(TEXT EXCERPT begins)

By coincidence, Terry Christian, the trans-Pennine presenter of The Word, the Channel 4 youth programme, has been reflecting this week on a related issue. According to Christian, the criticism of his programme - for featuring such items as an exploding colostomy bag and a vomiting Santa Claus - is explained by the same phenomenon. "The Word has always railed against the usual unthinking Cultural Metrocentricity of the media," he says.

His implied suggestion is an ancient one: that non-metropolitan culture revels in an earthy honesty, which effete Londoners, with their powdered wigs, Sedan chairs and pubs that sell coffee, cannot stomach. Christian's North is the voice of authenticity. "Tha shits here and tha pisses there," growls Mellors. "Gosh, they never told me that in Knightsbridge," swoons Constance.

Perhaps the RSC should invite Terry to help out. "The Bard" tour might feature Titus Andronicus with real amputations and the soon-to-be-famous Golden Showers scene from As You Like It. That'd provide the necessary "irreverent, anti-establishment tone".

But what really connects these two stories of high culture is that they are the latest manifestations of a long-running resentment against London and all its works. In recent times this has led the BBC to set a quota of one third of programmes to be made outside London, whatever the cost. In the NHS the 1992 Tomlinson report, which recommended wholesale hospital closures in the capital, was accepted with unusual alacrity because everybody wanted to believe the argument that London was over-provided. And scarcely a day passes without someone talking about the need to keep in contact with "the real world" - ie, the world outside London.

This Regional Correctness has gone too far. Current affairs television programmes are never allowed to film in Greater London, for fear of being thought too metropolitan. They can show battered babies in Brum, empty factories in Falkirk, but can't go to Perivale or Pinner. It is hardly surprising that most people's mental map of London has three placenames - Westminster, Islington and Here Be Muggers.

(TEXT EXCERPT ends)
(EXERCISE DATA begins)

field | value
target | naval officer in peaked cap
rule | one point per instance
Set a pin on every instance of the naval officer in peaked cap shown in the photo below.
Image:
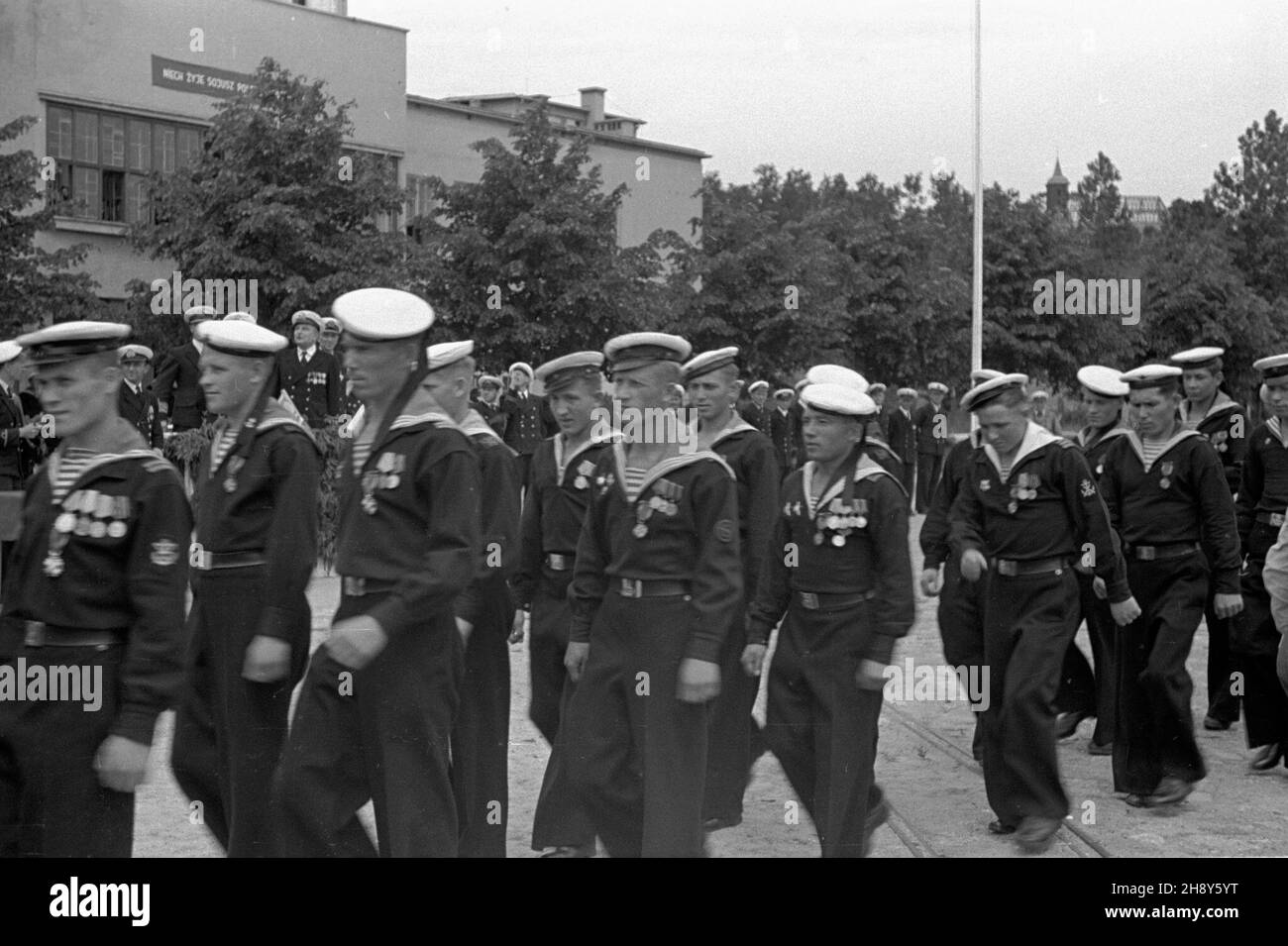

(EXERCISE DATA ends)

EXERCISE AIM: Carry on the excerpt about resentment of London, beginning after its final sentence.

RESPONSE:
The real London is a vast, important and grossly under-reported place. Its population is half the size again of Scotland's - but when was the last time you saw a major analysis of the politics of the capital? Remember the row over Ravenscraig? Well, have Scots heard about Bart's, the London hospital about to be closed? How aware is the country of the sheer size of London's unemployment and poverty?

Why is there this pathological resentment of London? It's partly because everything of importance happens in the capital. In the US the jealous animosity of Middle America towards elites can be divided up between the moral delinquents of LA, bent politicians of Washington and the greedy corporations of New York. This is not true here - we have only London, and because this huge city seems to dwarf everything else, it is demonised and blamed.

And not only by outsiders. For many incomers London remains a dirty, difficult and expensive place, where house prices and transport make it nearly impossible to live as well as their parents did back in the sticks. Some yearn for home; others lead horrendous lives, commuting between the smoke and the twittering hedgerows of the suburbs. From cottages in commuter villages they join the chorus condemning London for lack of authenticity. Perhaps they ought to consider the alternative delights of Huddersfield and Lampeter.